[Trecho da página]
Palavras-chave: educação antirracista; ensino de Química; direitos humanos; funções inorgânicas.

 

Abstract

The school still reinforces stereotypes that accentuate prejudice and racism against the body and, mainly, black hair. Therefore, it is necessary to think about the influence that this space brings by contributing to the expansion and reproduction of these discourses. For this reason, we aim to propose a Didactic Sequence that establishes a relationship between scientific knowledge and ethnic-racial relations. The proposed activity consists of conversation circles through the use of problem-situations and reading of labels that can be taught in high school classes, which aims to establish correlations between the chemical content of Inorganic Functions through the beauty standard and the culture of straightening. Given this, this work can collaborate with the (re)construction of learning, development of social identities, as well as favoring the process of humanization of students, enabling the implementation of Federal Law 10.639/03, black empowerment and citizen training through of an anti-racist practice.

Keywords: curly hair; anti-racist education; chemistry teaching; human rights.

[Desafios]
A. Responda com base no trecho da página sobre educação antirracista:
(i) Qual lei federal a proposta ajuda a implementar?
(ii) Que conteúdo de Química a atividade relaciona ao padrão de beleza e à cultura do alisamento?
(iii) Em que consiste a atividade proposta?
B. Transcreva literalmente a parte das entradas que vai do começo delas até a linha que contém "188L209 192L247 192L256", inclusive. Deixe as imagens fora da resposta.

[Linhas de dados]
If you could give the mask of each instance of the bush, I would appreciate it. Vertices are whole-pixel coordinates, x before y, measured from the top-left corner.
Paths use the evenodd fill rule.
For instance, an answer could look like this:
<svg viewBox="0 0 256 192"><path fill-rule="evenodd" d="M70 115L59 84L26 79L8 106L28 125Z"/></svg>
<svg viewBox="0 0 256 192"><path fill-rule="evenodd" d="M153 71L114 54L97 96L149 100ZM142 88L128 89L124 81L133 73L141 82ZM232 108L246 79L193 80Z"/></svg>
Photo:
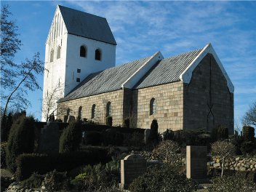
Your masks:
<svg viewBox="0 0 256 192"><path fill-rule="evenodd" d="M103 133L104 145L122 145L124 135L115 129L107 129Z"/></svg>
<svg viewBox="0 0 256 192"><path fill-rule="evenodd" d="M240 149L243 155L246 156L255 150L255 144L252 141L244 141L241 143Z"/></svg>
<svg viewBox="0 0 256 192"><path fill-rule="evenodd" d="M173 140L174 137L174 132L172 129L167 129L164 132L163 132L163 140Z"/></svg>
<svg viewBox="0 0 256 192"><path fill-rule="evenodd" d="M60 138L60 153L76 151L81 140L81 123L73 121L66 127Z"/></svg>
<svg viewBox="0 0 256 192"><path fill-rule="evenodd" d="M148 170L135 179L129 186L131 192L181 191L197 190L198 184L187 179L175 167L164 164Z"/></svg>
<svg viewBox="0 0 256 192"><path fill-rule="evenodd" d="M100 145L103 143L102 134L100 132L87 132L85 135L86 145Z"/></svg>
<svg viewBox="0 0 256 192"><path fill-rule="evenodd" d="M243 127L243 137L245 141L255 141L255 128L250 126Z"/></svg>
<svg viewBox="0 0 256 192"><path fill-rule="evenodd" d="M7 143L4 142L0 145L1 150L1 169L5 169L7 167L6 157L7 157Z"/></svg>
<svg viewBox="0 0 256 192"><path fill-rule="evenodd" d="M132 134L125 134L124 137L123 145L124 146L140 148L145 145L144 134L135 132Z"/></svg>
<svg viewBox="0 0 256 192"><path fill-rule="evenodd" d="M209 188L209 192L247 192L256 190L255 183L245 178L237 177L237 175L223 176L221 178L215 177L212 183L212 187Z"/></svg>
<svg viewBox="0 0 256 192"><path fill-rule="evenodd" d="M108 151L100 148L59 154L22 154L17 159L15 175L17 180L23 180L33 172L44 175L54 169L68 172L81 165L105 164L111 160Z"/></svg>
<svg viewBox="0 0 256 192"><path fill-rule="evenodd" d="M105 124L112 127L113 118L112 116L107 116L105 119Z"/></svg>
<svg viewBox="0 0 256 192"><path fill-rule="evenodd" d="M34 122L33 117L20 116L12 126L7 148L7 164L12 172L16 169L18 155L33 151Z"/></svg>
<svg viewBox="0 0 256 192"><path fill-rule="evenodd" d="M124 127L129 128L129 118L126 118L124 119Z"/></svg>
<svg viewBox="0 0 256 192"><path fill-rule="evenodd" d="M67 172L58 172L56 170L48 172L43 181L43 184L49 191L67 191L69 187L69 180Z"/></svg>
<svg viewBox="0 0 256 192"><path fill-rule="evenodd" d="M36 172L34 172L31 175L31 176L22 182L22 185L23 186L27 186L29 188L40 188L41 185L41 183L44 180L44 177L39 175Z"/></svg>
<svg viewBox="0 0 256 192"><path fill-rule="evenodd" d="M218 126L212 130L212 142L228 139L228 129L223 126Z"/></svg>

[Respostas às tarefas]
A.
(i) A Lei Federal 10.639/03.
(ii) O conteúdo de Funções Inorgânicas.
(iii) Consiste em rodas de conversa com o uso de situações-problema e a leitura de rótulos, que podem ser trabalhadas em turmas do ensino médio.

B.
If you could give the mask of each instance of the bush, I would appreciate it. Vertices are whole-pixel coordinates, x before y, measured from the top-left corner.
Paths use the evenodd fill rule.
For instance, an answer could look like this:
<svg viewBox="0 0 256 192"><path fill-rule="evenodd" d="M70 115L59 84L26 79L8 106L28 125Z"/></svg>
<svg viewBox="0 0 256 192"><path fill-rule="evenodd" d="M153 71L114 54L97 96L149 100ZM142 88L128 89L124 81L133 73L141 82ZM232 108L246 79L193 80Z"/></svg>
Photo:
Your masks:
<svg viewBox="0 0 256 192"><path fill-rule="evenodd" d="M103 133L104 145L122 145L124 135L115 129L107 129Z"/></svg>
<svg viewBox="0 0 256 192"><path fill-rule="evenodd" d="M240 149L243 155L246 156L255 150L255 144L252 141L244 141L241 143Z"/></svg>
<svg viewBox="0 0 256 192"><path fill-rule="evenodd" d="M173 140L174 137L174 132L172 129L167 129L164 132L163 132L163 140Z"/></svg>
<svg viewBox="0 0 256 192"><path fill-rule="evenodd" d="M60 138L60 153L76 151L81 140L81 123L73 121L66 127Z"/></svg>
<svg viewBox="0 0 256 192"><path fill-rule="evenodd" d="M148 170L135 179L129 186L131 192L181 191L197 190L198 184L187 179L175 167L164 164Z"/></svg>
<svg viewBox="0 0 256 192"><path fill-rule="evenodd" d="M100 145L103 143L102 134L100 132L87 132L85 135L86 145Z"/></svg>
<svg viewBox="0 0 256 192"><path fill-rule="evenodd" d="M243 127L243 137L245 141L255 141L255 128L250 126Z"/></svg>
<svg viewBox="0 0 256 192"><path fill-rule="evenodd" d="M7 143L4 142L0 145L1 150L1 169L5 169L7 167L6 157L7 157Z"/></svg>
<svg viewBox="0 0 256 192"><path fill-rule="evenodd" d="M132 134L125 134L124 137L123 145L124 146L140 148L145 145L144 134L135 132Z"/></svg>
<svg viewBox="0 0 256 192"><path fill-rule="evenodd" d="M209 188L209 192L247 192L256 190L255 183L245 178L237 177L237 175L223 176L221 178L215 177L212 183L212 187Z"/></svg>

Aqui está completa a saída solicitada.